* THE REQUEST
Extract every line from the records that contains the string "target".

* Collection entries
— start —
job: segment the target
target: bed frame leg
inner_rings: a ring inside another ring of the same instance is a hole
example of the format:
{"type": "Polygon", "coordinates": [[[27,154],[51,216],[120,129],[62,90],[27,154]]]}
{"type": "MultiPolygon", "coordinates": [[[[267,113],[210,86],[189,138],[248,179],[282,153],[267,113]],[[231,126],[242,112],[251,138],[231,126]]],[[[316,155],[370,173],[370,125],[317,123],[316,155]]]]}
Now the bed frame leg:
— end —
— start —
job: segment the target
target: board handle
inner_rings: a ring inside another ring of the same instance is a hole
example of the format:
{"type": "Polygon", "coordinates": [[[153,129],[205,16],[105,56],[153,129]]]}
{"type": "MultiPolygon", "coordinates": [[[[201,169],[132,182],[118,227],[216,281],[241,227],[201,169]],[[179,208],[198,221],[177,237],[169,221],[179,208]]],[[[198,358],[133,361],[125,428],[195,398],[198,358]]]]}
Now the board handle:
— end —
* RESULT OF THE TASK
job: segment the target
target: bed frame leg
job: segment the target
target: board handle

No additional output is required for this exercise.